> [What to produce]
In the entries below, change every "thickest" to "widest" and leave every other word untouched.

-----

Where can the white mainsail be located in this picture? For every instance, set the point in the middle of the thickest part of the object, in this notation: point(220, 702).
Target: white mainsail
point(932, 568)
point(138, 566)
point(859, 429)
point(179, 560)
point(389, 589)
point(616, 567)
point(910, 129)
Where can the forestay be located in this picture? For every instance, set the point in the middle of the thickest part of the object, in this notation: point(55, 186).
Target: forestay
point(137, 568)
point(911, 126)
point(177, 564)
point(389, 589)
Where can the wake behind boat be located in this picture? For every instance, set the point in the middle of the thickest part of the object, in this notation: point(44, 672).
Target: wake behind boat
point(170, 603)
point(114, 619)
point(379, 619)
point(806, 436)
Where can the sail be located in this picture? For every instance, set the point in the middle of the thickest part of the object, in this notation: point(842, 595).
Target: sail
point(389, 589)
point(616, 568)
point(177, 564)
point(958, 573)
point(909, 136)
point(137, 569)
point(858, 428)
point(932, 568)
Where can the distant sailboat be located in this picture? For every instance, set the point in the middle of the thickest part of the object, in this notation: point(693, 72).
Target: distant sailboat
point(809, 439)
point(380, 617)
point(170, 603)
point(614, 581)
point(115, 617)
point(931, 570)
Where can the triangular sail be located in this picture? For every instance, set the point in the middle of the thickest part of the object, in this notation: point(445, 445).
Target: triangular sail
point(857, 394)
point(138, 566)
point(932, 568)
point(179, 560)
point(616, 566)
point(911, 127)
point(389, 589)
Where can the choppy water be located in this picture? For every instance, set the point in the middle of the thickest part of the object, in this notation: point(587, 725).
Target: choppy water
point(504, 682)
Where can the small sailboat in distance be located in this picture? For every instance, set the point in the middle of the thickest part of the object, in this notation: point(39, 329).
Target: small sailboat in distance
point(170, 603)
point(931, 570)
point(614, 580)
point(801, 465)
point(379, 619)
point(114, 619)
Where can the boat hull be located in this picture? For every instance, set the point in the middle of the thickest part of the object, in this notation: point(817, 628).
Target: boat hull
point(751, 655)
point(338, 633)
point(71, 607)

-----

> [Result for this task]
Where can the white mainsail be located in this picture? For every instance, set the point in the middle of the widest part of the object, in this notation: point(220, 702).
Target: white mainsail
point(932, 568)
point(138, 566)
point(859, 429)
point(179, 560)
point(389, 589)
point(616, 567)
point(910, 129)
Where can the forestay be located in this picture? For every instance, set the point in the middle of the widest part of the object, in this notation: point(55, 186).
Target: forestay
point(137, 568)
point(911, 126)
point(177, 564)
point(389, 589)
Where can the wake behind boat be located in this picture? For every instance, set the point in the middle of the widest part of the object, in this notation: point(44, 672).
Target: wake behind boat
point(170, 603)
point(114, 619)
point(379, 619)
point(806, 436)
Where can the sail be located in this picture? For every instance, set the point in the middle of the widest part of the object, in this notation: point(842, 595).
Target: sail
point(389, 589)
point(616, 568)
point(177, 564)
point(958, 573)
point(909, 136)
point(137, 569)
point(858, 428)
point(932, 568)
Where can the distant sailboat be located in this picture? For every instance, set the point in the middle of the widest part of the object, in this notation: point(693, 72).
Target: distant sailboat
point(809, 439)
point(380, 617)
point(170, 603)
point(614, 581)
point(115, 617)
point(931, 570)
Where can the triangular sail be located in this picture? For every instance, set the point in the middle of the widest part of the object, in this notation: point(445, 445).
Target: triangular sail
point(857, 394)
point(138, 566)
point(932, 568)
point(179, 560)
point(616, 566)
point(911, 127)
point(389, 589)
Where can the choppy water be located in this picture? For every instance, set the point in the middle of the widest part of the object, in this notation: point(587, 725).
Target: choppy water
point(504, 682)
Where can the small sailboat in distance be located in this picture? For every instance, set the point in the middle of the widest part of the object, in this notation: point(39, 329).
Target: small sailboat in distance
point(170, 603)
point(931, 570)
point(614, 580)
point(801, 465)
point(379, 619)
point(114, 619)
Where can the boat hull be located in this picture? For every instance, set the point in the middle of the widest part of the object, in this notation: point(817, 628).
Target: boat hull
point(751, 655)
point(338, 633)
point(71, 607)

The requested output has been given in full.